Whenever a line in the entries below includes the string "mane", count that line. Report the total alone.

Data for the task |

:::

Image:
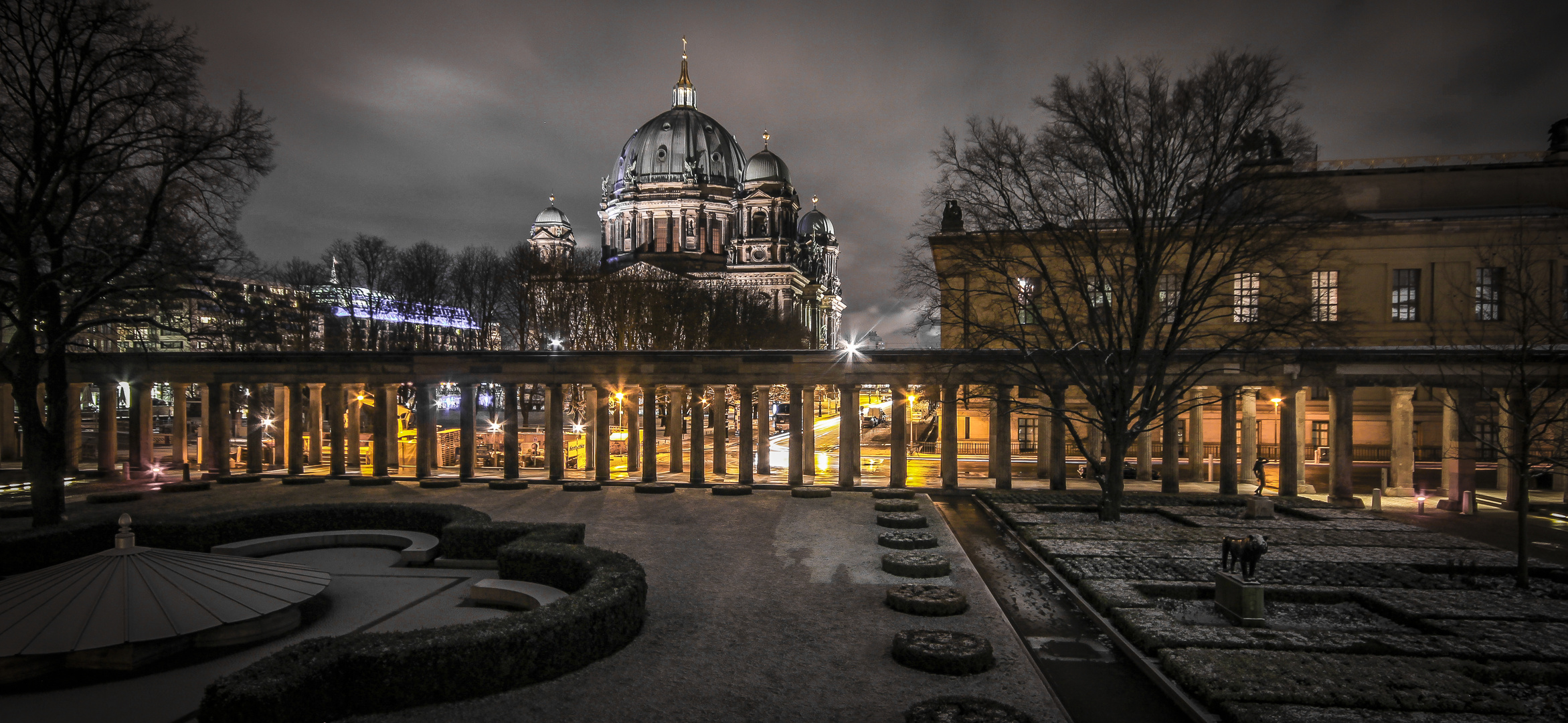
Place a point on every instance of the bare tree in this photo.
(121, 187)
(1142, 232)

:::

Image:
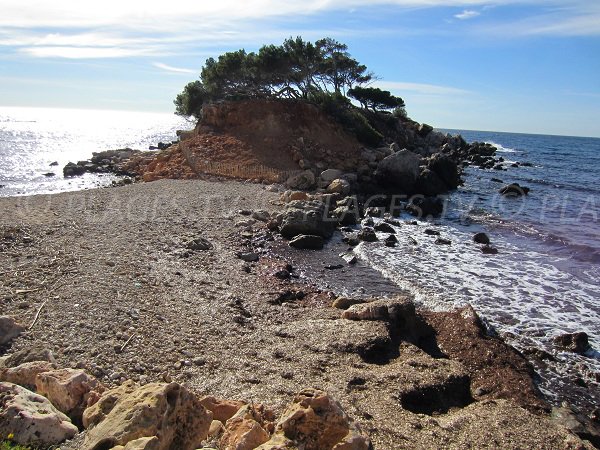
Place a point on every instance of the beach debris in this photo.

:::

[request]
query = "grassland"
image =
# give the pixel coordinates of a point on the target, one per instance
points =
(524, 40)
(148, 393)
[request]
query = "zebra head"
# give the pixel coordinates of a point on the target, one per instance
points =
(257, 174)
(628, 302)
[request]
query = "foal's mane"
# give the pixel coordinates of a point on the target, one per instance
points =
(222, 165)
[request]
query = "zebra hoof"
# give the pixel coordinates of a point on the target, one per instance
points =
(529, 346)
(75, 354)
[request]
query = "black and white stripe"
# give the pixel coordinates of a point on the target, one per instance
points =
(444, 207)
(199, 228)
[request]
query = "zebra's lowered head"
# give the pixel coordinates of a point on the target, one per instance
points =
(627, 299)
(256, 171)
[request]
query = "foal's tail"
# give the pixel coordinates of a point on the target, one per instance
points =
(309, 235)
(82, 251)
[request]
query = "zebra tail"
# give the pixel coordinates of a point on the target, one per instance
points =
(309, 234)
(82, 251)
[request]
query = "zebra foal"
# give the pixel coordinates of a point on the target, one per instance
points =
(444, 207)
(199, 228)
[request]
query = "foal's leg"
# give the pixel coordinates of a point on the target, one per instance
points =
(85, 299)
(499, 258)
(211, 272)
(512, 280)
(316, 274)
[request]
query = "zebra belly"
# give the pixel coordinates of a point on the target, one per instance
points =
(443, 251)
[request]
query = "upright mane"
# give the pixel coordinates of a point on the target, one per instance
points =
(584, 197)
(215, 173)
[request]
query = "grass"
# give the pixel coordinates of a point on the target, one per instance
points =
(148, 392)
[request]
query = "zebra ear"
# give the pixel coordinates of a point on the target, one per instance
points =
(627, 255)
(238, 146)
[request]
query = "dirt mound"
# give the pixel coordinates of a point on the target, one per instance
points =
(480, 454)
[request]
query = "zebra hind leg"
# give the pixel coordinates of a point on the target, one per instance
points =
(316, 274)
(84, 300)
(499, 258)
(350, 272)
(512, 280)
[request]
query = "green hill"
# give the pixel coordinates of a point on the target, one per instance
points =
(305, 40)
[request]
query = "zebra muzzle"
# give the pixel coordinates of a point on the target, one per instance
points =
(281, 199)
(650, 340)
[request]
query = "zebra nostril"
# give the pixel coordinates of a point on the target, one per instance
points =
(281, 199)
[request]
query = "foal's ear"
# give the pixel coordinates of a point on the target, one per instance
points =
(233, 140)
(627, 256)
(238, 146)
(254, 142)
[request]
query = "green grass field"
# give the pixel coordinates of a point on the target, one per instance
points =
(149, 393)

:::

Answer for this exercise | 2